Written request: Set out the lines of the records from the line with "output [[233, 514]]." to the line with "[[451, 211]]", both included, as a numbered list, omitting any blank lines.

Exercise inputs:

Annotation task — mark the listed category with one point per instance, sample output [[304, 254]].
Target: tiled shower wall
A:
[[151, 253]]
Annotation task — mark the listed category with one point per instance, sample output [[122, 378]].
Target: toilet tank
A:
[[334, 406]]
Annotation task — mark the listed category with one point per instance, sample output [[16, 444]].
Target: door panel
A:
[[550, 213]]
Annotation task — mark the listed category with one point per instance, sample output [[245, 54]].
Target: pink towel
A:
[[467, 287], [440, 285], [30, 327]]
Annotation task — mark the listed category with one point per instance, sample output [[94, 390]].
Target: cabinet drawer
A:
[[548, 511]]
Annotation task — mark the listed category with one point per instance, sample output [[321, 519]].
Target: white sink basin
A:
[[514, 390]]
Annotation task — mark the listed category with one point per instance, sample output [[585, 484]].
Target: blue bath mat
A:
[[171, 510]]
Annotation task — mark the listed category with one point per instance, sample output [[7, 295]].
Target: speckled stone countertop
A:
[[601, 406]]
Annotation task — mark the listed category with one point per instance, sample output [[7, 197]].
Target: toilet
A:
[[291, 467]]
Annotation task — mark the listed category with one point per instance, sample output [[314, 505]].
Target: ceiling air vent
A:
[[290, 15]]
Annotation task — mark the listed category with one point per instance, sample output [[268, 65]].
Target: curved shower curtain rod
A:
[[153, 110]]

--

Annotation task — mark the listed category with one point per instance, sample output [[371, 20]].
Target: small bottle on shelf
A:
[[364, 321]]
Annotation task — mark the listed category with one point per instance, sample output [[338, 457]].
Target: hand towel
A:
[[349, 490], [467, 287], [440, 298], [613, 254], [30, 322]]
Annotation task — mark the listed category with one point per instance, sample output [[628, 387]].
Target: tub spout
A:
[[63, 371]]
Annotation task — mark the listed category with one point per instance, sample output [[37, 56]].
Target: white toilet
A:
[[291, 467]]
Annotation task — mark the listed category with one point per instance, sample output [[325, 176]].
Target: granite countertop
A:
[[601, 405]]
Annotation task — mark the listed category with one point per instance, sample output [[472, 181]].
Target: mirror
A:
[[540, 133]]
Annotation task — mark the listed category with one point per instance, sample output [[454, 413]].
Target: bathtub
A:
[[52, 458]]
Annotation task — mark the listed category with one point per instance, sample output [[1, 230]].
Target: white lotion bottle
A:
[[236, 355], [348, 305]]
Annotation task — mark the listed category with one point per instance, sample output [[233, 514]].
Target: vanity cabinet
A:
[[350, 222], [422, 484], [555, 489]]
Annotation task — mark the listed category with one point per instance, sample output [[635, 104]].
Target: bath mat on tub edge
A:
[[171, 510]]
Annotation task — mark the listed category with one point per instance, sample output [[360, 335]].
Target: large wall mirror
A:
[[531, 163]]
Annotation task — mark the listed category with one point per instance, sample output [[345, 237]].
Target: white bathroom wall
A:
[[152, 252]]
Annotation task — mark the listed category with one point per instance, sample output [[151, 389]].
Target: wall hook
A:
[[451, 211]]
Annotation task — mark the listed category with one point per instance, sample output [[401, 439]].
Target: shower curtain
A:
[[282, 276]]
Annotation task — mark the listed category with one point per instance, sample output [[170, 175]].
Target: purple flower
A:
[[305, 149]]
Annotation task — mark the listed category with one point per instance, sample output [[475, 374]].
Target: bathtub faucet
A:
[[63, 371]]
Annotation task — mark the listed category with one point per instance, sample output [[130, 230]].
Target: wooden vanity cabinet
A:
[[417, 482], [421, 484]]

Exercise output:
1. Annotation task — mark the listed category with one point per instance, sample output [[233, 514]].
2. Target: vanity cabinet
3. A:
4. [[350, 222], [422, 484], [555, 489]]
5. Annotation task — mark the listed category with one point per instance, sample output [[635, 104]].
6. Target: bath mat on tub edge
7. A:
8. [[171, 510]]
9. Annotation task — mark the listed category with one point per instance, sample output [[360, 335]].
10. Target: large wall mirror
11. A:
12. [[531, 163]]
13. Annotation task — mark the listed category with one point per instance, sample output [[345, 237]].
14. Target: white bathroom wall
15. A:
16. [[152, 252]]
17. Annotation task — mark the listed category with one point per instance, sample output [[151, 389]].
18. Target: wall hook
19. A:
20. [[451, 211]]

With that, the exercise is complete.